Natural-language object grounding data:
**********
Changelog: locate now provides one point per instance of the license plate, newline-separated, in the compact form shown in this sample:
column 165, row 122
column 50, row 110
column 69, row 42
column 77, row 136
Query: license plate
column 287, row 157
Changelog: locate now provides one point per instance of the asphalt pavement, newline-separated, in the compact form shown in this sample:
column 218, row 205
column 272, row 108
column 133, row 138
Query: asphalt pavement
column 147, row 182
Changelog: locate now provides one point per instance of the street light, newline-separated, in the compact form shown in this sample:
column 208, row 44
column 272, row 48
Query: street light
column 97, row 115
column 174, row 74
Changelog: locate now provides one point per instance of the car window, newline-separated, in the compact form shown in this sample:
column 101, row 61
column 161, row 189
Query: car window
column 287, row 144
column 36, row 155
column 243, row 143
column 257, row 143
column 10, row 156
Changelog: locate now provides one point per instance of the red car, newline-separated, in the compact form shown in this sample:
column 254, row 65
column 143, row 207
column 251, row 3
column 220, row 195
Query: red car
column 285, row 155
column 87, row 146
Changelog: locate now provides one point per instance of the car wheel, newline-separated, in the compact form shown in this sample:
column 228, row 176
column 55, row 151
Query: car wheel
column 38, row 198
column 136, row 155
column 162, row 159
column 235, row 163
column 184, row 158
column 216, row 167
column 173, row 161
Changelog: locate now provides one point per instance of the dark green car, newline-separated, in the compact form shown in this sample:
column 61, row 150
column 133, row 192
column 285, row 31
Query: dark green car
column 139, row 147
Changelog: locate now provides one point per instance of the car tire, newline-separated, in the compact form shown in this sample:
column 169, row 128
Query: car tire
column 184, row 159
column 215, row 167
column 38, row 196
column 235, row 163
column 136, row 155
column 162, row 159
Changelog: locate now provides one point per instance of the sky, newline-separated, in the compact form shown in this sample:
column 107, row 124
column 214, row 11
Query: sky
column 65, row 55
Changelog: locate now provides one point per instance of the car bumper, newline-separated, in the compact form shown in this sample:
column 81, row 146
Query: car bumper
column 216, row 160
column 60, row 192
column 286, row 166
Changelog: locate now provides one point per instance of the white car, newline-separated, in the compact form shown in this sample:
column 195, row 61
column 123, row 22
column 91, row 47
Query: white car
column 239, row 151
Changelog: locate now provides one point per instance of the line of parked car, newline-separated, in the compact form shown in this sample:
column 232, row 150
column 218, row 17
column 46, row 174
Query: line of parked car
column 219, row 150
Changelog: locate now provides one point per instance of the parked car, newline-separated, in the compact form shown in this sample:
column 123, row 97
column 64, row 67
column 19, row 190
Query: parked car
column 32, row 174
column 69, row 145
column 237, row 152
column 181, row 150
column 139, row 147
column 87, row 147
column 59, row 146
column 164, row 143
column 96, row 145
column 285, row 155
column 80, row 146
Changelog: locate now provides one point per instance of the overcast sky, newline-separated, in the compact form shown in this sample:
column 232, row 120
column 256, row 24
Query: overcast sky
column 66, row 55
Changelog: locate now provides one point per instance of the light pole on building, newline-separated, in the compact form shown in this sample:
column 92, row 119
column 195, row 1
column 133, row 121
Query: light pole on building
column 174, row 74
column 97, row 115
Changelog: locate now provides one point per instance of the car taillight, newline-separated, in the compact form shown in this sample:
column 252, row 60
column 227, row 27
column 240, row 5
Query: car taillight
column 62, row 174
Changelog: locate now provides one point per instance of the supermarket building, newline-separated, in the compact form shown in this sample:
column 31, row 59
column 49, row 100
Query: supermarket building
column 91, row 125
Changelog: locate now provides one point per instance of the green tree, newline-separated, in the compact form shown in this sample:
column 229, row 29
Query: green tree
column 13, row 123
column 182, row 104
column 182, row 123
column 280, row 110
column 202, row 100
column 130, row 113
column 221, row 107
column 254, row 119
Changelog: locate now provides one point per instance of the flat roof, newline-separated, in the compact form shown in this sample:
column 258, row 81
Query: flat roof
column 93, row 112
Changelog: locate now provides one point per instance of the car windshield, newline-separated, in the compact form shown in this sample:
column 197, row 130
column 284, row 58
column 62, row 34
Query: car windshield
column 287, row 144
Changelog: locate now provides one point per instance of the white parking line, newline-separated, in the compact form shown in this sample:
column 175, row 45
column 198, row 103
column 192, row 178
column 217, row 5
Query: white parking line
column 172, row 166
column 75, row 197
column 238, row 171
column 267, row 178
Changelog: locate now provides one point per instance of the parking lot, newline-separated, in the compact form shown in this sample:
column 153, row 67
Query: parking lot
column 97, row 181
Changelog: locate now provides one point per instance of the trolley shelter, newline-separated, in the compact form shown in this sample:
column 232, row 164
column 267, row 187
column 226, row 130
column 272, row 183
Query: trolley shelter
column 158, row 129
**********
EXERCISE DIRECTIONS: Reproduce the entries exactly. Every word has to stay the same.

YOUR RESPONSE:
Changelog: locate now provides one point per instance of the license plate, newline-separated, in the compact form shown in this sample:
column 165, row 122
column 50, row 110
column 69, row 42
column 77, row 136
Query: license plate
column 287, row 157
Changelog: locate now provides one point per instance of the asphalt pavement, newline-separated, in the compact form shown in this sample:
column 218, row 205
column 272, row 108
column 133, row 138
Query: asphalt pavement
column 147, row 182
Changelog: locate now provides one point per instance of the street light, newline-separated, in the compact form shown in this sample:
column 208, row 44
column 272, row 48
Query: street light
column 97, row 115
column 174, row 74
Changelog: locate now provides one point per instance of the car window, newline-separated, in the compact form shown in this sample:
column 101, row 61
column 161, row 189
Query: car window
column 287, row 144
column 36, row 155
column 243, row 143
column 257, row 143
column 10, row 156
Changelog: locate now provides one point per instance of the red car, newline-separated, in the compact form shown in this sample:
column 254, row 65
column 143, row 207
column 251, row 3
column 220, row 195
Query: red car
column 285, row 155
column 87, row 146
Changelog: locate now provides one point per instance of the car wheel, newline-separated, in the compact form shown in this sample:
column 228, row 176
column 55, row 151
Query: car wheel
column 38, row 198
column 136, row 155
column 162, row 159
column 235, row 163
column 184, row 158
column 216, row 167
column 173, row 161
Changelog: locate now provides one point per instance of the dark green car, newline-separated, in the compact form shown in this sample:
column 61, row 150
column 133, row 192
column 285, row 31
Query: dark green car
column 139, row 147
Changelog: locate now provides one point per instance of the car tire, newline-separated, in the compact form shown in this sample:
column 169, row 128
Query: car tire
column 184, row 159
column 215, row 167
column 38, row 196
column 235, row 163
column 136, row 155
column 162, row 159
Changelog: locate now provides one point per instance of the sky, newline-separated, in the compact form shown in this sample:
column 107, row 124
column 214, row 11
Query: sky
column 65, row 55
Changelog: locate now provides one point per instance of the car bumper, newline-separated, in the compact form shown in this sample:
column 81, row 146
Query: car bumper
column 216, row 160
column 60, row 192
column 286, row 166
Changelog: locate now provides one point per instance of the white car, newline-separated, in the compact form shown in this sample:
column 195, row 61
column 123, row 22
column 91, row 47
Query: white car
column 239, row 151
Changelog: locate now provides one point per instance of the line of parked car, newline-separated, in the compact form shown in this sample:
column 232, row 150
column 218, row 17
column 46, row 174
Query: line of parked car
column 219, row 150
Changelog: locate now provides one point per instance of the parked car, newline-separated, in the compact form shown in this sample:
column 123, row 97
column 64, row 67
column 19, row 190
Query: parked car
column 32, row 174
column 69, row 145
column 237, row 152
column 181, row 150
column 139, row 147
column 87, row 147
column 59, row 146
column 164, row 143
column 96, row 145
column 285, row 155
column 80, row 146
Changelog: locate now provides one point per instance of the overcast sky, newline-separated, in the compact form shown in this sample:
column 232, row 120
column 256, row 24
Query: overcast sky
column 66, row 55
Changelog: locate now provides one point per instance of the light pole on building, newline-separated, in the compact form shown in this sample:
column 92, row 119
column 195, row 1
column 133, row 121
Query: light pole on building
column 174, row 74
column 97, row 115
Changelog: locate now provides one point per instance of the car taillight, newline-separated, in the compact form shown in this sample:
column 252, row 60
column 227, row 27
column 240, row 5
Query: car taillight
column 62, row 174
Changelog: locate now provides one point per instance of the supermarket building, newline-separated, in the compact form shown in this sample:
column 31, row 59
column 49, row 100
Query: supermarket building
column 91, row 125
Changelog: locate now provides one point per instance of the green tree, newline-separated, in the compact form shown in this sample:
column 229, row 29
Query: green tree
column 13, row 123
column 182, row 104
column 182, row 123
column 280, row 110
column 202, row 100
column 130, row 113
column 221, row 107
column 254, row 119
Changelog: locate now provides one point per instance of the flat roof, newline-separated, in the compact form shown in this sample:
column 258, row 81
Query: flat roof
column 93, row 112
Changelog: locate now provides one point per instance of the car windshield, newline-separated, in the compact form shown in this sample:
column 197, row 130
column 284, row 58
column 62, row 34
Query: car windshield
column 287, row 144
Changelog: locate now provides one point per instance of the white parking line, newline-separated, in the compact form shown in this sample:
column 175, row 45
column 198, row 103
column 192, row 178
column 217, row 5
Query: white parking line
column 172, row 166
column 75, row 197
column 238, row 171
column 267, row 178
Changelog: locate now provides one point per instance of the parking lot, newline-separated, in the compact form shown in this sample:
column 153, row 67
Query: parking lot
column 97, row 181
Changelog: locate now provides one point per instance of the trolley shelter, newline-separated, in the compact form shown in this sample:
column 232, row 164
column 267, row 187
column 226, row 130
column 272, row 183
Query: trolley shelter
column 158, row 129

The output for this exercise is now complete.